WHAT TO PRODUCE: Recast all of the records below as a numbered list, skipping any blank lines. Leave the pictures out of your answer.

Labeled-object pointing records:

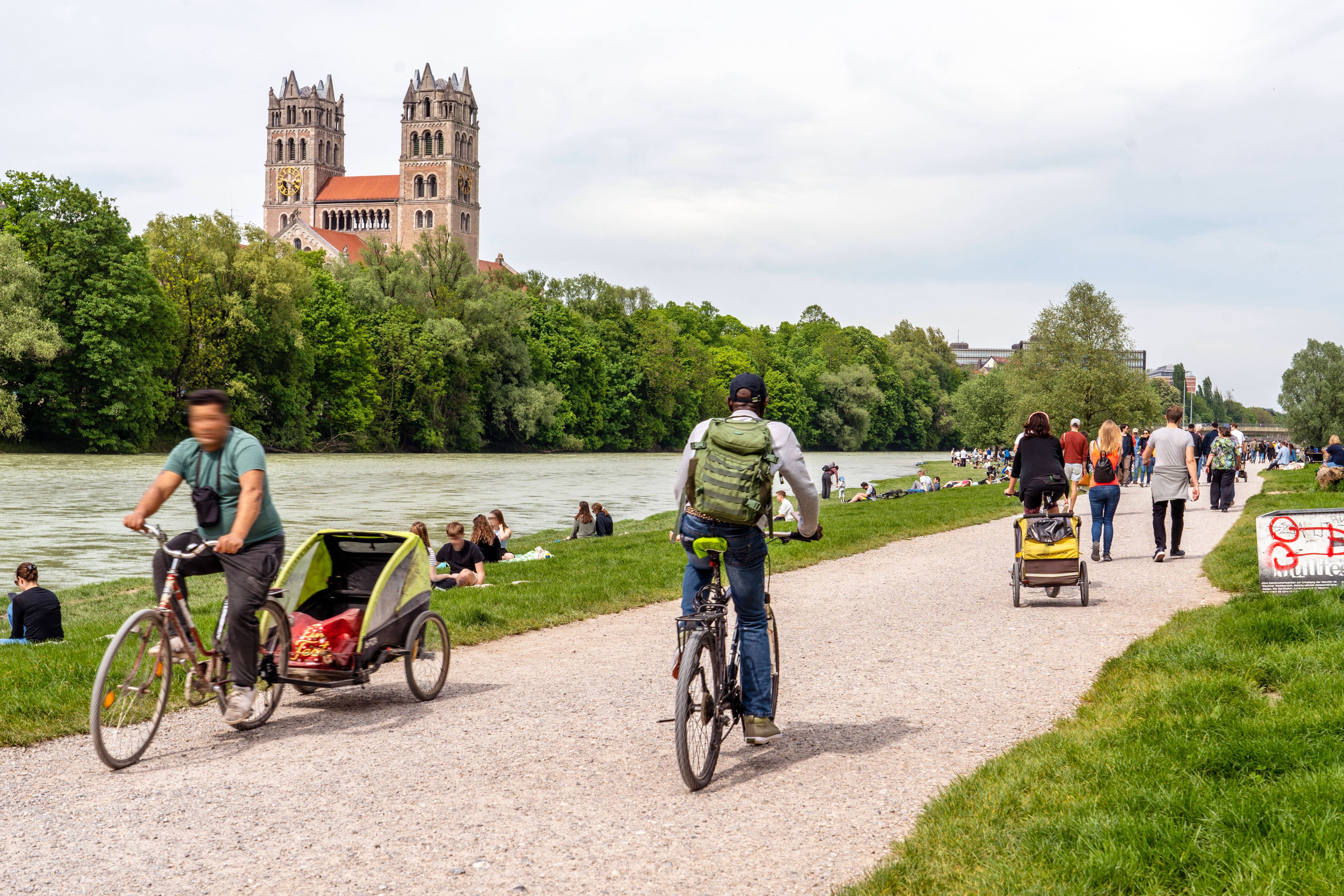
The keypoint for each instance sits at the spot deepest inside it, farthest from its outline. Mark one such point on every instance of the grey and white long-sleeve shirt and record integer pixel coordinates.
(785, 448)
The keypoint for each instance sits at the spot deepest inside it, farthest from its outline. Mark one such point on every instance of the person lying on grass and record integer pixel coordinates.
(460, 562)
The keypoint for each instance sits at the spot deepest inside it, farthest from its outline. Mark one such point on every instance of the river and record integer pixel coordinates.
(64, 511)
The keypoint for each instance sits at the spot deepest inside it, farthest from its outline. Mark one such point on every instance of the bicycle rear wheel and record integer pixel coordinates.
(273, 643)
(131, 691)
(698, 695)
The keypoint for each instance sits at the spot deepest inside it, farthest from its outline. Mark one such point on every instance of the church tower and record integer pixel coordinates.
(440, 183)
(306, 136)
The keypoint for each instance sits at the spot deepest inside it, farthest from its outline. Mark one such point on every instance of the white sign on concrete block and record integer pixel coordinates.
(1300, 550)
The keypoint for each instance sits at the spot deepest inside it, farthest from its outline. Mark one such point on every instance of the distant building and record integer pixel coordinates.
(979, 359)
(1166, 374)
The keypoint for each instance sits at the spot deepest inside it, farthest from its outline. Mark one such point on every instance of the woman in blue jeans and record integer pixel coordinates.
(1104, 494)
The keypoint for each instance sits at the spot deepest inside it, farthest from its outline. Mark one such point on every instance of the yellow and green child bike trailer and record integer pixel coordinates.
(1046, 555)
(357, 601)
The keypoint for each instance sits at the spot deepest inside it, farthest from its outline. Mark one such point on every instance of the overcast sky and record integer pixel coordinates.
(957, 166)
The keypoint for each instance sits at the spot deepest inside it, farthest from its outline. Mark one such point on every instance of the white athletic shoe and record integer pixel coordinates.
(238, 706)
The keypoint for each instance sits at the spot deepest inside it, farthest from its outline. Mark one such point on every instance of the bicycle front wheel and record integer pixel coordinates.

FULL ANSWER:
1. The keypoint for each instance sits at the spot deepest inside it, farthest from its outline. Mark one such point on every instance of the grey and white long-sleeve shirt and record integer pixel coordinates.
2. (785, 448)
3. The keypoint for each instance sits at the spot deepest inside it, farthest from its outline. Mark one such point on every instance of the person lying on grass and record integer pixel coordinates.
4. (460, 562)
5. The keypoint for each instance sits at the spot deepest inside it, farthest from its outline. Mark one such point on every instance of the river and record integer pixel coordinates.
6. (64, 511)
7. The keypoint for each instance sits at the spot deepest inside it, farthest from its outline. Mark one such point on every instance of the bicycle rear wheel and record integer pixel coordinates.
8. (273, 643)
9. (131, 691)
10. (698, 695)
11. The keypoint for each instance sits at the spot deepest inside it, farthest from its outline. Mark one such point on every instance of the church tower and record integer pixel coordinates.
12. (440, 183)
13. (306, 136)
14. The keypoint for each instance sits at the spot deepest inside it, farthest from its outline. Mark one such point on every instance of the white sign on concrete block and record integer pixel coordinates.
15. (1300, 550)
16. The keypoint for each instance sits at the spot deepest inside it, farthest from its outline. Mark one such point on every instance of the distant building and record integer pixel coordinates.
17. (979, 359)
18. (1166, 374)
19. The keypoint for each instance sits at the spot deepest inside it, farthest from its outline. Mark one such point on every instance of the woman in blue jeans and record integer pixel coordinates.
20. (1104, 494)
21. The keypoint for each instance sits at the spot deepest inside it, farthest from its outline. Mark one such point on every instance of the yellow and green child bike trailer and record integer pixel coordinates.
22. (1046, 555)
23. (357, 601)
24. The keypoint for each instance sits at the spot deepest inside it, farthest from its outline. Mark one such point on every instance of the overcast sky and record integer pixel coordinates.
25. (957, 166)
26. The keypoint for each instance sits at the spot deepest inside it, farthest from its outline. Mark one such point on every instance of the white athletic shoe and record integer pixel coordinates.
27. (238, 706)
28. The keypoint for each instance sits at the spot deepest inside it, farthest from its outline. Mark one such point on every instance of the bicycle front wheel and record integer pixel coordinates.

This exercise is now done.